*EJERCICIO A*
En el texto sobre la separación entre Iglesia y Estado, ¿por qué los pensadores de la época consideraban neurálgico ese asunto? Explícalo en una a tres oraciones.
*EJERCICIO B*
Responde según el texto sobre la separación entre Iglesia y Estado:
(i) ¿Cuál era, para Madison, el segundo peligro para la democracia?
(ii) En Francia, tras la caída de la monarquía, ¿a quién se proclamó soberano?
(iii) ¿Qué principio sigue tan fuerte como en sus inicios?

*TEXTO EXTRAÍDO*
Este último asunto, la separación de la Iglesia y Estado, había sido un aspecto considerado neurálgico para los pensadores de la época, quienes habían bebido de un pasado en el que el volcán de las guerras de religión todavía expelía humo y terror. Además, no hay que olvidar que durante el siglo XVII inglés el cargo de herejía era tan solo la lectura religiosa de alta traición, de total discrecionalidad por los detentadores del poder y en confrontación directa con los postulados de igualdad ante la ley, propios del Estado de derecho. Madison entendió, siendo consciente de la multiplicidad de creencias, que el principal peligro para la democracia era ondear la bandera de la religión, y el segundo, la división de intereses entre ricos y pobres que incentiva la facción.
Como remedio para el primero, planteó la libertad de cultos y su expresión reservada al ámbito de lo privado, mientras que el Estado debía ser laico, neutro ante la diversidad de expresiones de fe. Para afrontar lo último, consideró que la búsqueda del bien común y la multiplicación de interés conseguirían neutralizar a las facciones que se mueven únicamente por fines egoístas y pretenden beneficiar a un sector concreto. A pocos años, Francia vería caer a la monarquía y el estigma de un soberano respaldado por la divinidad, para promulgar que el soberano era el pueblo, de quien provenía la voluntad general expresada en la ley y a la cual se le debía obediencia.
Desde ese consenso sobre las bases del Estado de derecho han pasado dos siglos, y unas partes de él continúan tan fuertes como en sus inicios, como sucede con el principio de separación y coordinación de poderes, mientras que otras se han visto fortalecidas con el paso de los años, como le pasa a las declaraciones de derechos fundamentales, observadas como un catálogo abierto, en permanente crecimiento y cada día mejor, respaldadas con garantías y mecanismos judiciales para su protección.

Elementos para identificar ubicaciones:
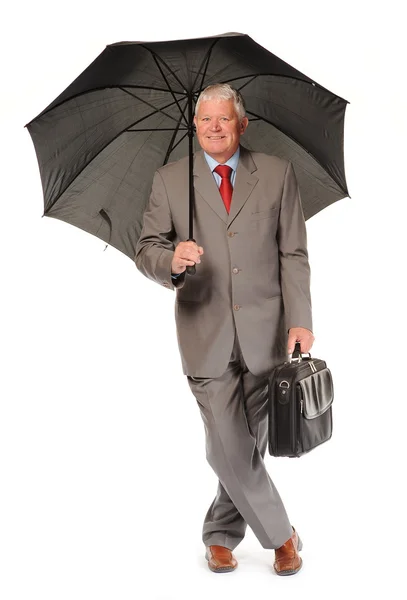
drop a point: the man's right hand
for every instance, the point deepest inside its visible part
(186, 254)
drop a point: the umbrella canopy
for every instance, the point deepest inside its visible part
(130, 112)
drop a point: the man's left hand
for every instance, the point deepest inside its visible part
(302, 335)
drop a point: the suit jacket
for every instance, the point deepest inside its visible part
(254, 275)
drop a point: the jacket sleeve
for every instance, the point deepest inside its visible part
(155, 248)
(295, 271)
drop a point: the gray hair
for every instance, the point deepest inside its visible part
(223, 91)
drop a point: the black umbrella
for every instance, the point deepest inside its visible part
(131, 111)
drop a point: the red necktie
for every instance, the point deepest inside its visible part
(225, 189)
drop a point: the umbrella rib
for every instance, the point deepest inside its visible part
(165, 64)
(162, 129)
(169, 88)
(98, 89)
(101, 150)
(301, 146)
(206, 58)
(312, 83)
(179, 141)
(170, 146)
(156, 110)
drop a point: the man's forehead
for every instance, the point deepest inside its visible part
(216, 105)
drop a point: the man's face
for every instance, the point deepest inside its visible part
(218, 128)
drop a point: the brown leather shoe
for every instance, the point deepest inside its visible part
(288, 561)
(220, 559)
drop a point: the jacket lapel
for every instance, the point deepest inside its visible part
(245, 182)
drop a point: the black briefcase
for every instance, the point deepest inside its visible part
(300, 405)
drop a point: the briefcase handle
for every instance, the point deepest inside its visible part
(296, 355)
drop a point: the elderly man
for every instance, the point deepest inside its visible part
(238, 316)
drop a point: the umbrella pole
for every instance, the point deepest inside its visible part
(191, 269)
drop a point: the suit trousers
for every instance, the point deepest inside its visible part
(235, 415)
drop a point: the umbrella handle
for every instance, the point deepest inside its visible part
(191, 270)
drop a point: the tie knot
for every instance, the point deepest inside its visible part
(224, 171)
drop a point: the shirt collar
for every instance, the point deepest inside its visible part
(232, 162)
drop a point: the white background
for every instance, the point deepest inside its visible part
(104, 482)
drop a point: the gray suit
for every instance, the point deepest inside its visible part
(232, 320)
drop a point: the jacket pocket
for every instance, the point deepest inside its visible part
(264, 214)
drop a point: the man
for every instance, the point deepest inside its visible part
(238, 316)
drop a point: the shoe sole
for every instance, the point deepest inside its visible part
(220, 569)
(293, 571)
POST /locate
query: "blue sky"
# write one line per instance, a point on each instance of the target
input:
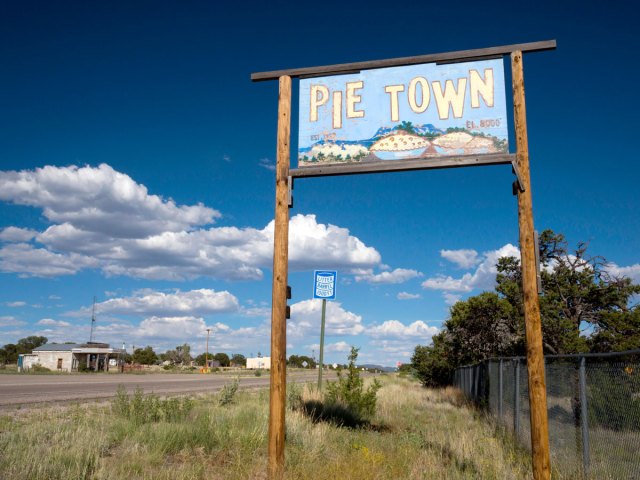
(136, 165)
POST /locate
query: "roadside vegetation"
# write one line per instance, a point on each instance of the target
(414, 433)
(584, 307)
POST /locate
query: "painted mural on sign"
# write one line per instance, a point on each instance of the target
(397, 113)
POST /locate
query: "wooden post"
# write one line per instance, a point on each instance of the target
(535, 359)
(278, 385)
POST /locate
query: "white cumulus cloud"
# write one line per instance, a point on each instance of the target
(484, 276)
(399, 275)
(15, 234)
(408, 296)
(101, 218)
(462, 258)
(417, 330)
(53, 323)
(306, 316)
(193, 303)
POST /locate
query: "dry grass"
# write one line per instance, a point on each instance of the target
(416, 434)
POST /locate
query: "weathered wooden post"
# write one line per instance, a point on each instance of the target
(278, 382)
(533, 328)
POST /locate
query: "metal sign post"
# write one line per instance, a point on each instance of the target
(325, 288)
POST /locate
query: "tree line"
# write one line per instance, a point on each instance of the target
(583, 308)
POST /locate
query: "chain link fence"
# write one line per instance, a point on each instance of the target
(593, 403)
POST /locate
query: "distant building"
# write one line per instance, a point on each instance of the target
(73, 357)
(259, 362)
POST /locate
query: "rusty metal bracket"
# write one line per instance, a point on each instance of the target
(290, 189)
(518, 186)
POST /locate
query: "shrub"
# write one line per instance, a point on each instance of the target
(349, 391)
(140, 409)
(228, 392)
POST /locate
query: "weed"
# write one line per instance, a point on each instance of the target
(150, 409)
(228, 393)
(349, 391)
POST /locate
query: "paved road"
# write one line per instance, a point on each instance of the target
(32, 389)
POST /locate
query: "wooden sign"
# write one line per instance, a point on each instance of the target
(399, 113)
(425, 116)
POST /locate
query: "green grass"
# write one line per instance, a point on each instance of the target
(415, 434)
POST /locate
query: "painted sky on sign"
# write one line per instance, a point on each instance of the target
(375, 102)
(137, 165)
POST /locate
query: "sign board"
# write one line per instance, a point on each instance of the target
(398, 113)
(324, 284)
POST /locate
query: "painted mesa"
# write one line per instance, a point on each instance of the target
(417, 111)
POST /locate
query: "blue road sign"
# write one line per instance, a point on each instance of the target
(324, 284)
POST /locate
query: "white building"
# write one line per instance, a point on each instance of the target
(71, 357)
(259, 362)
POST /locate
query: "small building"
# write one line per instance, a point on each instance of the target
(73, 357)
(259, 362)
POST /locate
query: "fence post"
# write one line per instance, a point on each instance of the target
(516, 400)
(584, 421)
(500, 389)
(476, 378)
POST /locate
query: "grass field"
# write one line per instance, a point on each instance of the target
(417, 433)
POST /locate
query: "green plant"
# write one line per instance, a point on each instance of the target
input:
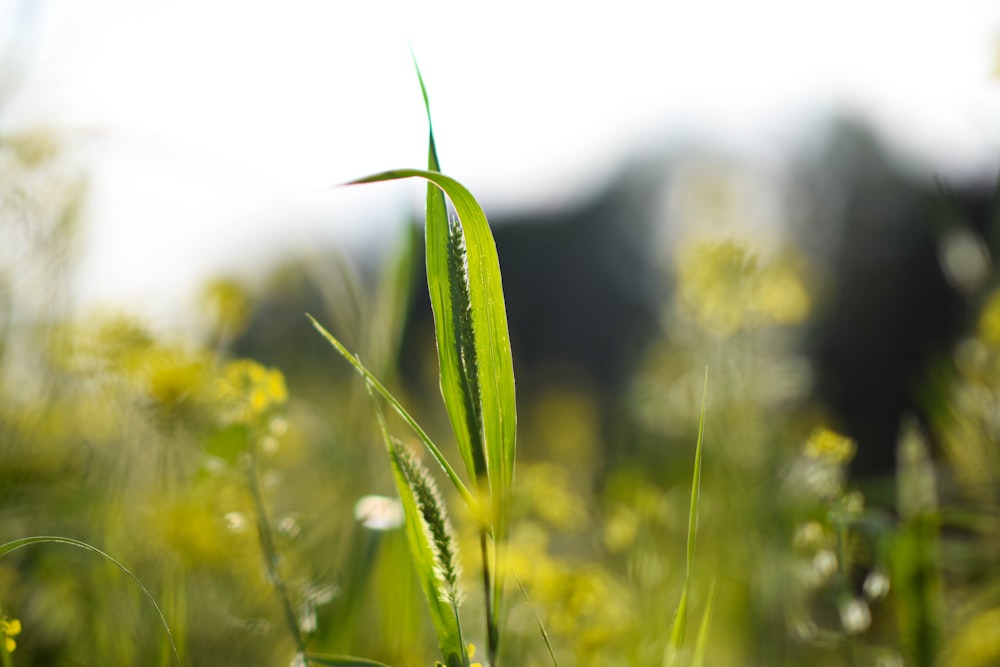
(477, 385)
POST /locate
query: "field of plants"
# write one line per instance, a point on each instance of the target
(245, 497)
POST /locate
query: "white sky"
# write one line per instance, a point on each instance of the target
(209, 120)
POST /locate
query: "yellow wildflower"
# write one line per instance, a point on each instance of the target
(826, 444)
(471, 650)
(11, 628)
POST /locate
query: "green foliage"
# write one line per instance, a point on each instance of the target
(227, 485)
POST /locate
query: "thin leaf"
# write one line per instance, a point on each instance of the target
(671, 657)
(494, 366)
(397, 406)
(541, 628)
(677, 632)
(476, 375)
(448, 284)
(433, 546)
(14, 545)
(701, 644)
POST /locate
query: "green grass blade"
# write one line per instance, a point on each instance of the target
(541, 627)
(397, 406)
(701, 644)
(677, 632)
(494, 367)
(14, 545)
(671, 657)
(477, 374)
(433, 550)
(696, 482)
(448, 285)
(342, 661)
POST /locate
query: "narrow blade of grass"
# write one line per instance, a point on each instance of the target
(494, 366)
(541, 627)
(677, 632)
(450, 294)
(701, 644)
(342, 661)
(397, 406)
(478, 373)
(14, 545)
(433, 545)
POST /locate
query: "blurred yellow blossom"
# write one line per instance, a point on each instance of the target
(989, 321)
(249, 391)
(724, 288)
(826, 444)
(11, 628)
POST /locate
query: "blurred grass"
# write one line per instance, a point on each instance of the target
(138, 442)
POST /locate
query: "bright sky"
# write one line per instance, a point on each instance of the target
(206, 121)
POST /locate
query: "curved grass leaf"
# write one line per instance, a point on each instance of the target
(673, 651)
(476, 368)
(492, 366)
(433, 550)
(432, 543)
(14, 545)
(701, 643)
(374, 383)
(448, 284)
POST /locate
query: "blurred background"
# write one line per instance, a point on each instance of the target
(799, 196)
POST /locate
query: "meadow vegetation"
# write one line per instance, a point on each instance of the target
(294, 508)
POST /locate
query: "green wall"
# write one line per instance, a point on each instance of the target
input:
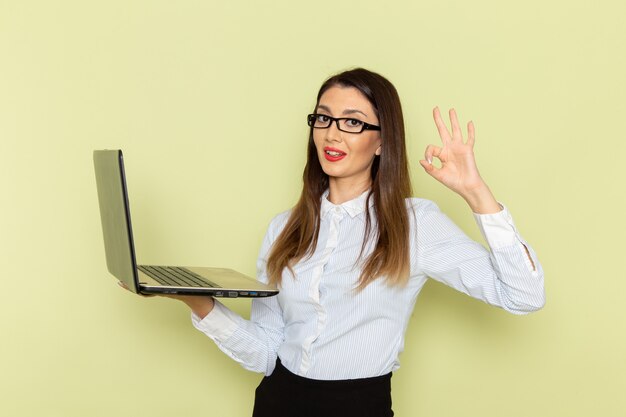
(208, 100)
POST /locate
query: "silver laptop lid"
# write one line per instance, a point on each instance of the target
(115, 216)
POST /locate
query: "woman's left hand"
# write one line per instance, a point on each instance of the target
(458, 169)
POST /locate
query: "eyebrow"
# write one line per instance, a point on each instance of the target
(345, 112)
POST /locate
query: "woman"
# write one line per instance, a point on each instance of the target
(353, 254)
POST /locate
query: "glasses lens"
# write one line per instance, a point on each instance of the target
(351, 125)
(319, 121)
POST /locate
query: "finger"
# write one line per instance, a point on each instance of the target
(441, 126)
(431, 170)
(470, 134)
(431, 152)
(456, 129)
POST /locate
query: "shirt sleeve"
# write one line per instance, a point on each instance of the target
(508, 275)
(253, 343)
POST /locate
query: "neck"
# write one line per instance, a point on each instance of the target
(341, 190)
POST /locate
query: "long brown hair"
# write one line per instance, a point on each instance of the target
(390, 186)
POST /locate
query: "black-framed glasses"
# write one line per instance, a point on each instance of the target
(345, 124)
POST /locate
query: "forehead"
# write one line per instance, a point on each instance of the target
(339, 99)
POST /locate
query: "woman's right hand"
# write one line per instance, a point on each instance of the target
(201, 305)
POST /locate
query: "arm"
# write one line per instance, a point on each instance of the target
(512, 266)
(508, 276)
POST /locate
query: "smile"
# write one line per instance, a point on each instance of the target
(333, 155)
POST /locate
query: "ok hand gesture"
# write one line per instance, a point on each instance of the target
(458, 169)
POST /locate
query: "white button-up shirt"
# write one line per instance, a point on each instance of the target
(322, 328)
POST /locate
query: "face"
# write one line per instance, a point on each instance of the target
(343, 155)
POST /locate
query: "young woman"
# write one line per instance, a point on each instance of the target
(353, 254)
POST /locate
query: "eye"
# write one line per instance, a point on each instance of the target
(353, 123)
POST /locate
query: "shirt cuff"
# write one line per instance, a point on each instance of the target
(498, 229)
(219, 324)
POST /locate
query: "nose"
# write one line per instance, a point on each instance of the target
(332, 133)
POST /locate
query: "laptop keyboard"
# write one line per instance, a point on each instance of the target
(175, 276)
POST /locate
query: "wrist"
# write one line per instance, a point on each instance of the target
(481, 200)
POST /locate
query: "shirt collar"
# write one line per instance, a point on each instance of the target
(353, 207)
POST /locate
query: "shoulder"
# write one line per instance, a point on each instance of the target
(277, 224)
(420, 206)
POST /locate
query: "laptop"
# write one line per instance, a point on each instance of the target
(155, 279)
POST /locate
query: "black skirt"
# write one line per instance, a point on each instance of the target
(283, 394)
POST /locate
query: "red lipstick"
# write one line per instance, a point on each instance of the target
(333, 154)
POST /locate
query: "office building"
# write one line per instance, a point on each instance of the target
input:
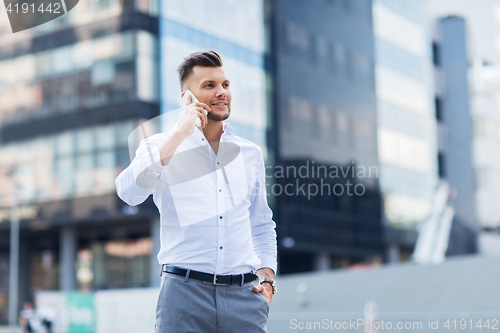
(324, 103)
(71, 91)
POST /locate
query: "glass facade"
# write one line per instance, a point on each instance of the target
(407, 143)
(71, 92)
(78, 163)
(86, 74)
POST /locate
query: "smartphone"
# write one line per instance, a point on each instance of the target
(193, 100)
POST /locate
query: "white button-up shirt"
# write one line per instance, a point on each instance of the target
(213, 207)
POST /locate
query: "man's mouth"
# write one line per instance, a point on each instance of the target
(220, 104)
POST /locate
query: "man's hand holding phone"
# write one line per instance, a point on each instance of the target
(193, 113)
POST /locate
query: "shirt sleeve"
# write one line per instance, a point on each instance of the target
(261, 220)
(144, 174)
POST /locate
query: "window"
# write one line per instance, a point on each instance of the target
(441, 165)
(438, 104)
(435, 53)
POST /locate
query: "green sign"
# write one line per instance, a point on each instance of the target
(81, 312)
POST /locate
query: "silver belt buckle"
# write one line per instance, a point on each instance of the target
(215, 281)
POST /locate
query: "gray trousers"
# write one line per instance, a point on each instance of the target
(192, 306)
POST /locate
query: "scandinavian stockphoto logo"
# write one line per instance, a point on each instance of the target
(26, 14)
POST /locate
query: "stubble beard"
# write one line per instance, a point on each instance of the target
(218, 117)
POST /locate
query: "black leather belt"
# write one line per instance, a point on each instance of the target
(211, 278)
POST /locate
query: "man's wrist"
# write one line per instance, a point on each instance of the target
(269, 282)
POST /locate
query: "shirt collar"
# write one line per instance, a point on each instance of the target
(227, 129)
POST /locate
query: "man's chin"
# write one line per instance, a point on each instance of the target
(218, 117)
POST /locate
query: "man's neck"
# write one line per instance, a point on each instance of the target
(213, 131)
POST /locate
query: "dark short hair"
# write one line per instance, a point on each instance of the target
(205, 58)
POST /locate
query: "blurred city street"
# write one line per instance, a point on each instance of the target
(379, 125)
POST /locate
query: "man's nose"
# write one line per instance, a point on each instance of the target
(221, 92)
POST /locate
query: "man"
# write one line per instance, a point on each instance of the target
(216, 226)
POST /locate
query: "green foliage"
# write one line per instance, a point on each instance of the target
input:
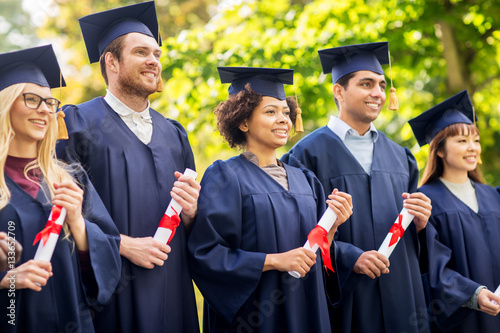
(437, 49)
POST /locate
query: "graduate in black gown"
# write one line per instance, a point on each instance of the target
(351, 155)
(254, 216)
(133, 156)
(464, 250)
(38, 295)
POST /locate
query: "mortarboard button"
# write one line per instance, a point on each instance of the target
(102, 28)
(265, 81)
(456, 109)
(34, 65)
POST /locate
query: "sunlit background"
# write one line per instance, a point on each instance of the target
(438, 48)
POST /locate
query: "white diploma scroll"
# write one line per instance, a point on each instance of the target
(497, 293)
(326, 222)
(173, 212)
(46, 244)
(396, 233)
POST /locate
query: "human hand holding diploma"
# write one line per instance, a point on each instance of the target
(396, 232)
(171, 219)
(50, 234)
(317, 238)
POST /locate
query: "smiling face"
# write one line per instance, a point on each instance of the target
(362, 100)
(460, 155)
(139, 69)
(268, 127)
(30, 126)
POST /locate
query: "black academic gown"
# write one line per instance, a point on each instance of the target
(63, 304)
(465, 250)
(134, 181)
(394, 302)
(243, 215)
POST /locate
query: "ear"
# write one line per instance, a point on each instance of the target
(244, 126)
(338, 92)
(111, 62)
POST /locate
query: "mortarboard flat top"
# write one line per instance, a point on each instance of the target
(344, 60)
(102, 28)
(34, 65)
(456, 109)
(265, 81)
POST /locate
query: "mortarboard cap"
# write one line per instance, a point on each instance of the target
(344, 60)
(102, 28)
(34, 65)
(456, 109)
(265, 81)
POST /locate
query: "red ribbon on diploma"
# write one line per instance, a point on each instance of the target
(170, 222)
(397, 231)
(318, 236)
(51, 227)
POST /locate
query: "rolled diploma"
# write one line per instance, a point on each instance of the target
(385, 249)
(44, 252)
(497, 292)
(326, 222)
(163, 234)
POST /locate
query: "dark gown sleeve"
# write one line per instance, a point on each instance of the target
(226, 274)
(104, 244)
(349, 252)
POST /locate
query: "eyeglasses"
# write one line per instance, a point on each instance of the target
(33, 101)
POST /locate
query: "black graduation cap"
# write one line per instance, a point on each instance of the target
(35, 65)
(265, 81)
(344, 60)
(102, 28)
(456, 109)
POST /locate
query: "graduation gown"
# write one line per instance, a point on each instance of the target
(63, 303)
(243, 215)
(465, 252)
(393, 302)
(134, 181)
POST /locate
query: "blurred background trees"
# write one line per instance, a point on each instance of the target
(438, 48)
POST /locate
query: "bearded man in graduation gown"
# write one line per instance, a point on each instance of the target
(132, 155)
(381, 176)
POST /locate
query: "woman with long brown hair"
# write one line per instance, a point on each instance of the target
(464, 240)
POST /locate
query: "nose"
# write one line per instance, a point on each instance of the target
(378, 92)
(45, 108)
(152, 60)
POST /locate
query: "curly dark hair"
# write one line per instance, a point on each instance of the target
(238, 108)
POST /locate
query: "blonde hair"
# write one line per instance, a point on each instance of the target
(53, 171)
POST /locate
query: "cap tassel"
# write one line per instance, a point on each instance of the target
(62, 131)
(160, 85)
(393, 99)
(299, 126)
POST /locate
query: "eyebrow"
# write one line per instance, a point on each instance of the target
(371, 80)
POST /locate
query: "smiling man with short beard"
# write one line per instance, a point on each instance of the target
(133, 156)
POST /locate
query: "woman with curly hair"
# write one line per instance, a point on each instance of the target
(40, 295)
(254, 215)
(463, 238)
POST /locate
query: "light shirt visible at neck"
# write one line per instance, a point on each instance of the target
(465, 192)
(140, 123)
(360, 146)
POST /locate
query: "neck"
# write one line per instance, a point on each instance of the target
(457, 177)
(265, 158)
(136, 103)
(358, 126)
(22, 149)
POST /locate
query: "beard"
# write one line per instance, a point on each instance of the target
(135, 87)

*RESPUESTA A*
Los pensadores de la época venían de un pasado en el que las guerras de religión todavía dejaban humo y terror. Además, en la Inglaterra del siglo XVII la herejía era solo la versión religiosa de la alta traición. Quienes tenían el poder la aplicaban a su total discreción, en contra de la igualdad ante la ley.

*RESPUESTA B*
(i) La división de intereses entre ricos y pobres, que incentiva la facción.
(ii) Al pueblo.
(iii) El principio de separación y coordinación de poderes.